_Work order:_
A single number is the answer here: the count of lines in the data below that include the word "pattern".

[Extracted entries — start]

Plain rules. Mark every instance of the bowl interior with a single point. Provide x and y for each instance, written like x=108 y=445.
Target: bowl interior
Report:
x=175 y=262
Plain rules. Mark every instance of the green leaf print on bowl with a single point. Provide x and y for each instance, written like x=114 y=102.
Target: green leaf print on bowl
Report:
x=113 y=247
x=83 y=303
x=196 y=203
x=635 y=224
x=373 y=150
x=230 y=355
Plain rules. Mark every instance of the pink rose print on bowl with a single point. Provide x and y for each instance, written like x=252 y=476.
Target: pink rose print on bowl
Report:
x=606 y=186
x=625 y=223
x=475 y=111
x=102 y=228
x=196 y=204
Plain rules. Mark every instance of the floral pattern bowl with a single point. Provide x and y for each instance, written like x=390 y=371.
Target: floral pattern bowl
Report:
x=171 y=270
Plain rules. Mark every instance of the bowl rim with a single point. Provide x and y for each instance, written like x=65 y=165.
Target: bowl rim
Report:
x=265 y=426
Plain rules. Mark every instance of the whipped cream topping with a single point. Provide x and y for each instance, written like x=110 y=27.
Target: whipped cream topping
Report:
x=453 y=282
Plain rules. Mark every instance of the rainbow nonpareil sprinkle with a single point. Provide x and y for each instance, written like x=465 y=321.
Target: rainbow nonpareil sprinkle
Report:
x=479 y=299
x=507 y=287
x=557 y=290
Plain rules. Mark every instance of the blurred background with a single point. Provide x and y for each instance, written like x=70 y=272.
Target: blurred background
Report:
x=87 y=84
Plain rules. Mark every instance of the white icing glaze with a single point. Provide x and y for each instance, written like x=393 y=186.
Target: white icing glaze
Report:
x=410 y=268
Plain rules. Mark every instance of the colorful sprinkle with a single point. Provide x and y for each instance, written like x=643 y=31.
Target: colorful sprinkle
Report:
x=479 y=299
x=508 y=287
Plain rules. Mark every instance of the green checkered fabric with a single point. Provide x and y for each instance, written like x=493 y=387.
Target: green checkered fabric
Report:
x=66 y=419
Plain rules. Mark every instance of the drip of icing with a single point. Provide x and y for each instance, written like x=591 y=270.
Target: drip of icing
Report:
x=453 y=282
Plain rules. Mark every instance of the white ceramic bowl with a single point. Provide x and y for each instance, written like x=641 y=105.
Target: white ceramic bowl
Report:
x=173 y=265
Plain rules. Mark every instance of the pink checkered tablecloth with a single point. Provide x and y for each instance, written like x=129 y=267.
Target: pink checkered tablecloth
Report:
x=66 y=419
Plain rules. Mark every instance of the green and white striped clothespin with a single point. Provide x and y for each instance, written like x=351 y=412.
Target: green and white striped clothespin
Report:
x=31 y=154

[Extracted entries — finish]
[Extracted entries — start]

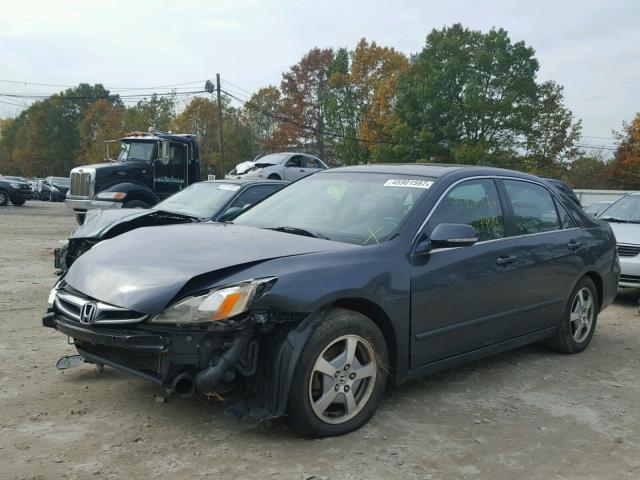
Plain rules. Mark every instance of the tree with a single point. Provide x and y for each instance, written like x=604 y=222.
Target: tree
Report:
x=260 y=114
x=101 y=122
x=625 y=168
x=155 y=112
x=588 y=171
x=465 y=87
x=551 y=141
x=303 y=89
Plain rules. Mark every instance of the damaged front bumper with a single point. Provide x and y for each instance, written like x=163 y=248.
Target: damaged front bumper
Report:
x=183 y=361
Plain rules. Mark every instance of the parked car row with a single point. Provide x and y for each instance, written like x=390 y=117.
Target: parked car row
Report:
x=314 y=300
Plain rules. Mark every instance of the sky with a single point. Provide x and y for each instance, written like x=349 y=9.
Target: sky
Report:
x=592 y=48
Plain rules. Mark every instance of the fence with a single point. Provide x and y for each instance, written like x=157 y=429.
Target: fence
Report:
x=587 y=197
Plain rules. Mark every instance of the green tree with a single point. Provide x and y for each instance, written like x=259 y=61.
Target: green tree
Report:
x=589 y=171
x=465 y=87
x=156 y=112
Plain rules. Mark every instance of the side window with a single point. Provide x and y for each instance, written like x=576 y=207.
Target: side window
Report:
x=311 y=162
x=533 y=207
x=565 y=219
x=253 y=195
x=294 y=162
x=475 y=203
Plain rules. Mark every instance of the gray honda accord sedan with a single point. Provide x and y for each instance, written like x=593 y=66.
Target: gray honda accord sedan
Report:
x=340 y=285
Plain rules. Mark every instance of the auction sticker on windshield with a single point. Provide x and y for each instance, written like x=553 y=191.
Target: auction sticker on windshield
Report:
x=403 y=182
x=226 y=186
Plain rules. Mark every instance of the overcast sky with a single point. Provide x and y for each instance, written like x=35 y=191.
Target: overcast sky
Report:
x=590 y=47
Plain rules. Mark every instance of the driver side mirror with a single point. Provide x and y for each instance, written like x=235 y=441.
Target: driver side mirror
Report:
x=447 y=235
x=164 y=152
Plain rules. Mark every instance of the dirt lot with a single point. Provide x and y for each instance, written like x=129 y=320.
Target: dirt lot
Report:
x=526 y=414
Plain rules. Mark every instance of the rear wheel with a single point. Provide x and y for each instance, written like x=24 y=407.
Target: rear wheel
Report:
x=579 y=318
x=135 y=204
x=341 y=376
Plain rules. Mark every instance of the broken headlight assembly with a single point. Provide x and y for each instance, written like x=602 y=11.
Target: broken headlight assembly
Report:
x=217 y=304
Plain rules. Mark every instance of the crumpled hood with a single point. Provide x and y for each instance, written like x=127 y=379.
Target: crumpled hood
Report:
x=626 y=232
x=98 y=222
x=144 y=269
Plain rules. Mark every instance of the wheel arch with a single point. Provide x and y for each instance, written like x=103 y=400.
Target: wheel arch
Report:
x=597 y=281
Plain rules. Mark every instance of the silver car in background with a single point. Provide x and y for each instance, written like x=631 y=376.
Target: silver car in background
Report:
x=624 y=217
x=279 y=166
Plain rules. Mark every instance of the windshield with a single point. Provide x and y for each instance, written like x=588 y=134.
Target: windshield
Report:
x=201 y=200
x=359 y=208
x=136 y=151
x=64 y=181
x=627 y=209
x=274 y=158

[Extracted entries — finish]

_Expected output:_
2